* Aim of the exercise *
Count the lines in the material below that contain the word "bridge". Reply with the number alone.

* Input *
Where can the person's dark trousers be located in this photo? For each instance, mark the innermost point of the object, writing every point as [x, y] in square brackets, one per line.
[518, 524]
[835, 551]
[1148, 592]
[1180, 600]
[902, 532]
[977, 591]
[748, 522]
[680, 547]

...

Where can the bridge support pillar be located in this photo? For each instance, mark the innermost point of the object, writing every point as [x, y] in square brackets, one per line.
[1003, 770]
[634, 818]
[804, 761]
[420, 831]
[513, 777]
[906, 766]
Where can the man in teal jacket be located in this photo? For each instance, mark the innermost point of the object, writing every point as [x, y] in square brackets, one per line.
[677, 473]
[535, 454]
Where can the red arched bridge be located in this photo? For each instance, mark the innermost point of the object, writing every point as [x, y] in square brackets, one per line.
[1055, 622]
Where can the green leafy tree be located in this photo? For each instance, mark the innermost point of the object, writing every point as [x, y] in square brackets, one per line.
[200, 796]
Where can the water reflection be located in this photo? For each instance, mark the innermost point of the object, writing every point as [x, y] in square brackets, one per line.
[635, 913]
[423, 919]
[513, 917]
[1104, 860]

...

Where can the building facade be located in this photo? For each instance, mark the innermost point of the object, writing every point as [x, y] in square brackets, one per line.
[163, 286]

* The result *
2